- [WORK TO COMPLETE]: Reproduce the lines below word for word, starting from the very first one and stopping after the line that contains "x=364, y=388". Both end lines are included.

- [DATASET CONTENT]:
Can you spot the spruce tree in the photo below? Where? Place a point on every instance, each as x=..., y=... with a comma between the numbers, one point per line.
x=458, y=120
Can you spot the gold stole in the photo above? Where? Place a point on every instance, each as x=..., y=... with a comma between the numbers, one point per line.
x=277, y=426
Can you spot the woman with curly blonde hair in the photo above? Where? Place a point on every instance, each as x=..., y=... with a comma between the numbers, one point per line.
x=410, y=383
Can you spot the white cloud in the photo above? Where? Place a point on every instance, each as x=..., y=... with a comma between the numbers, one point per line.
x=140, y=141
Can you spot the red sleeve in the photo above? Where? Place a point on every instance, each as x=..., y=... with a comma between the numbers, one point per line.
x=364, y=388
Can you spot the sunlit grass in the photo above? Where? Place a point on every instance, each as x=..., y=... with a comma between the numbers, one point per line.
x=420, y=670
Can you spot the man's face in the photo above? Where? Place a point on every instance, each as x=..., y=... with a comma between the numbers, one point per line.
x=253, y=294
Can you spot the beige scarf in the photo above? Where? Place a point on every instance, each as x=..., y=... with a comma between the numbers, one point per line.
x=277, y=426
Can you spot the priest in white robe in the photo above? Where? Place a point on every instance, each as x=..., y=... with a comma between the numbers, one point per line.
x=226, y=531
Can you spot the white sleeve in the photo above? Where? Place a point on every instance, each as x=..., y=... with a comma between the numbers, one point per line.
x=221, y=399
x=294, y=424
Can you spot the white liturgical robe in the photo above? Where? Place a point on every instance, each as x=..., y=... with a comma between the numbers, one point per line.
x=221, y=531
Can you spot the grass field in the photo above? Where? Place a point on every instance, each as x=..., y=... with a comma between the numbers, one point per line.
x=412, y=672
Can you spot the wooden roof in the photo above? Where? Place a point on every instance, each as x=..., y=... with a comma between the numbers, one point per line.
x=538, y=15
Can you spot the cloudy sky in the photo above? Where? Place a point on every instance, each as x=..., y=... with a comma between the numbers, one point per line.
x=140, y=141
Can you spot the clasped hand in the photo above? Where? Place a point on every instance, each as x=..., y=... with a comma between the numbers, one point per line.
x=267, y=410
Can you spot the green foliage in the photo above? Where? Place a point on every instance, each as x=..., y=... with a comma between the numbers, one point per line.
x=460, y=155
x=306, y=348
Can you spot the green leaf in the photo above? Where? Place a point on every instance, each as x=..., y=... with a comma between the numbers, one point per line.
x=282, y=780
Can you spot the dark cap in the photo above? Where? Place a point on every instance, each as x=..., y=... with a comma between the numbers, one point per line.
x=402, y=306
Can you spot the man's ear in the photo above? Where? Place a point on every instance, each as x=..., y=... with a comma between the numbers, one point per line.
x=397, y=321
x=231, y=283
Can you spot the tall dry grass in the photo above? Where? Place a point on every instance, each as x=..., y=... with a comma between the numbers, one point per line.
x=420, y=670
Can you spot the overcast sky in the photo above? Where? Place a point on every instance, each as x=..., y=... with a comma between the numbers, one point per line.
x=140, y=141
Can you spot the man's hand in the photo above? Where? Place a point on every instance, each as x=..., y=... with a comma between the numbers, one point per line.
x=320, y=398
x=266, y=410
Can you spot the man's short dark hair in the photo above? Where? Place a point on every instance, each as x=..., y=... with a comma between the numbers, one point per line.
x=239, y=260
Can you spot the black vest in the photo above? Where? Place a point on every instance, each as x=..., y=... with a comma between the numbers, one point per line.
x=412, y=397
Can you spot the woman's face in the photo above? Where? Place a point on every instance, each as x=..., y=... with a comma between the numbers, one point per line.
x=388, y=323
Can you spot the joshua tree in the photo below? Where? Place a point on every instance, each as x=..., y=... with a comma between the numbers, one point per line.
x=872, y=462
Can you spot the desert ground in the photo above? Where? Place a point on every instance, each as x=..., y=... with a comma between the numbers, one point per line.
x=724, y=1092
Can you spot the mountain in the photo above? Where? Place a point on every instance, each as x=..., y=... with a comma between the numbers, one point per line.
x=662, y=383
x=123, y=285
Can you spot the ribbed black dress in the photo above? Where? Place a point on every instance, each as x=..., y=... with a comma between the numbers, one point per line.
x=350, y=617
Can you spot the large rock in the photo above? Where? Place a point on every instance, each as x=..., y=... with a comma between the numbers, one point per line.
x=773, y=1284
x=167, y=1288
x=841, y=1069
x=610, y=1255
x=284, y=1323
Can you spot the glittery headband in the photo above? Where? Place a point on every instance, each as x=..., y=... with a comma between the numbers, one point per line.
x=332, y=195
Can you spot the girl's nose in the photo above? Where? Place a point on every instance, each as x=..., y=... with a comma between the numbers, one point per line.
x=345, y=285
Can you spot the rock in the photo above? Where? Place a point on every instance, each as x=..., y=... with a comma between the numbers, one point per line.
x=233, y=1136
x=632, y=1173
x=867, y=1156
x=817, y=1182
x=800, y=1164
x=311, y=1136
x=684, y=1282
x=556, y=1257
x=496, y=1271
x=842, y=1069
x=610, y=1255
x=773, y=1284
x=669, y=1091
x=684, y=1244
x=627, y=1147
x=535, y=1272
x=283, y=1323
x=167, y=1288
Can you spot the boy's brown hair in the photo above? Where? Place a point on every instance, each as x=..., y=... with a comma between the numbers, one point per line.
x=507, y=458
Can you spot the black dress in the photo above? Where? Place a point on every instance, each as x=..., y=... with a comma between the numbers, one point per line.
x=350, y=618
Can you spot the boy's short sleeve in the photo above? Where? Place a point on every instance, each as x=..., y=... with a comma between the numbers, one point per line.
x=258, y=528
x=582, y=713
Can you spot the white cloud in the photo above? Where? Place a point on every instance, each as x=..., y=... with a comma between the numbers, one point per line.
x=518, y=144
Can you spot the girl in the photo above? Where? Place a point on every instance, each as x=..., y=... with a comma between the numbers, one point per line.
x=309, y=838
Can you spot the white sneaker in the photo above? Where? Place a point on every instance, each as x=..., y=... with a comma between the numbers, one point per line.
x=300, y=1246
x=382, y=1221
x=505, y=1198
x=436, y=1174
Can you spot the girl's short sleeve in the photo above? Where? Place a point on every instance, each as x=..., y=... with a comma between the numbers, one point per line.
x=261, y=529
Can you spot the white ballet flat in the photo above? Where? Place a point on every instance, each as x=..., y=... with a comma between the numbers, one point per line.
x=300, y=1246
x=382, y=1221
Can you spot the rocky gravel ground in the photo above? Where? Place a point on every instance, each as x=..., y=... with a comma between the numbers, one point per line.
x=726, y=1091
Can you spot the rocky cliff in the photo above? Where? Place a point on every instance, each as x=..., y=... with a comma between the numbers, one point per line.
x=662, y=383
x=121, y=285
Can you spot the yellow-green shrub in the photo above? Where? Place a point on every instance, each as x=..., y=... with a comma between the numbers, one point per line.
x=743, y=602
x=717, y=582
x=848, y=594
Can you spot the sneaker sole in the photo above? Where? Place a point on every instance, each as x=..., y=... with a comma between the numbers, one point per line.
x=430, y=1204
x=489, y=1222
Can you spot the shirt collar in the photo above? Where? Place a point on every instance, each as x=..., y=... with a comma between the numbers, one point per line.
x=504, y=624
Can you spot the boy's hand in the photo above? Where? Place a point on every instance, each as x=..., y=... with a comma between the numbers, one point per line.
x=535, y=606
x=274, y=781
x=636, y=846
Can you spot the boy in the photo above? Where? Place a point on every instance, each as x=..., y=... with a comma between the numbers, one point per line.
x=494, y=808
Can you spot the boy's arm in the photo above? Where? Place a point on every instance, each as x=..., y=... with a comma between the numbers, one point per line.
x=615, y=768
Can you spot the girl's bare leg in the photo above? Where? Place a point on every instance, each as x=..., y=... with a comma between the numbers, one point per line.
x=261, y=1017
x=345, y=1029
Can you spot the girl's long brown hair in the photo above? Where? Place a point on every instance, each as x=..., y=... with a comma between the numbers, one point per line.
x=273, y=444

- [RESULT BELOW]:
Can you spot the spruce tree in the photo below? Where? Place a point on every instance, each as x=..., y=... with a comma between the numbers, one point per line.
x=458, y=120
Can you spot the gold stole in the photo above? Where? Place a point on every instance, each as x=..., y=... with a comma between the numbers, one point per line.
x=277, y=426
Can you spot the woman with curly blonde hair in the photo above? Where? Place a point on every instance, each as x=..., y=... with a comma between the numbers, one point per line.
x=410, y=383
Can you spot the white cloud in the photo above? Where? Place a point on every instance, each as x=..., y=... with a comma between the numbers, one point per line.
x=140, y=141
Can you spot the red sleeve in the photo above? Where? Place a point on every instance, each as x=..., y=... with a comma between the numbers, one point per line.
x=364, y=388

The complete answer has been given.